- Records shown -
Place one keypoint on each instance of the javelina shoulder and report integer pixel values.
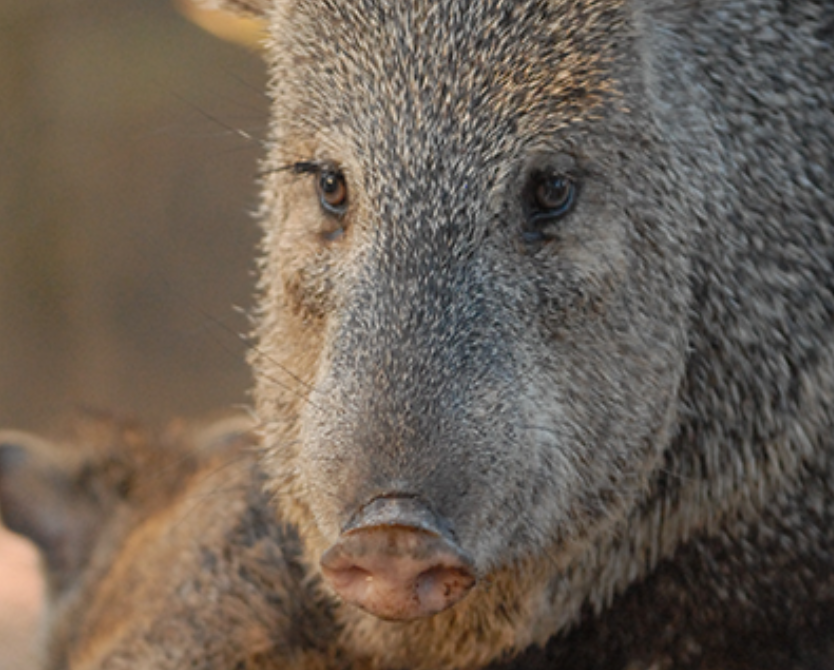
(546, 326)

==

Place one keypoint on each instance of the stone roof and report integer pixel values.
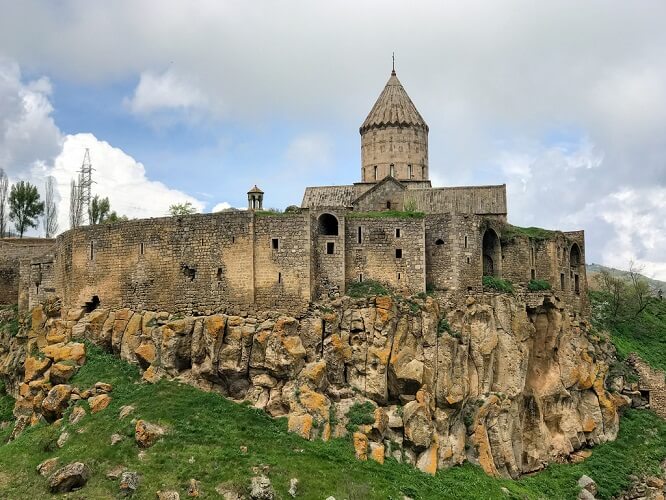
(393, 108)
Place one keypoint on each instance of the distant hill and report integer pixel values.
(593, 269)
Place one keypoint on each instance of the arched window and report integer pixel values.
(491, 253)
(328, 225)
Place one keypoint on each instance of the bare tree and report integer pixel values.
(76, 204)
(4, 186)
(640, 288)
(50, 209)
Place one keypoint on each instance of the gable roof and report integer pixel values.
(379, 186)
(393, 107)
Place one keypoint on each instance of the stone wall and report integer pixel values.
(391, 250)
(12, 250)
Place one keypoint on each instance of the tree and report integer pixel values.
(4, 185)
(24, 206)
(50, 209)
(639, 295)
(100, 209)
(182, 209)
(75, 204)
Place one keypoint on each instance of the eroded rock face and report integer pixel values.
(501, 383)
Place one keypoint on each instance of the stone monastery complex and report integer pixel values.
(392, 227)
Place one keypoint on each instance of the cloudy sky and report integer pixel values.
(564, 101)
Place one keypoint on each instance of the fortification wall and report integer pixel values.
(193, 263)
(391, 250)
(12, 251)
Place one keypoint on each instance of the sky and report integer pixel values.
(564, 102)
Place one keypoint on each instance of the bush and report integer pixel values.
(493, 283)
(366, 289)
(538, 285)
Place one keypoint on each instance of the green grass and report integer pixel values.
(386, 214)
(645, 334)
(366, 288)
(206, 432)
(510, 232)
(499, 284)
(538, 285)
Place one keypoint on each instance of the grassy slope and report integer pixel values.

- About this exercise -
Output the lines of the records above exactly as they appear, from the line containing "Place one keypoint on each instance of the stone monastery" through the line containing "Place one keypoint on each instance of the grassy".

- Task response -
Place one keypoint on each instance of the stone monastery complex and report integer pixel values.
(392, 227)
Place one keypoint on each instance of the cloudy sky and report integer pixel values.
(564, 101)
Place one keypoint on each instance of the fortification wall and report integer pixel values.
(193, 263)
(391, 250)
(12, 251)
Place one keypoint on each instance of the sky and report integer pixel values.
(564, 102)
Place one keypoint on each instance of the bush and report integer pixel values.
(493, 283)
(366, 289)
(538, 285)
Place one keypoint on each instance of the green grass and report integer pixel values.
(386, 214)
(645, 334)
(366, 288)
(206, 432)
(510, 232)
(499, 284)
(538, 285)
Place one keypoint on each instance of the grassy slope and report integer pixel values.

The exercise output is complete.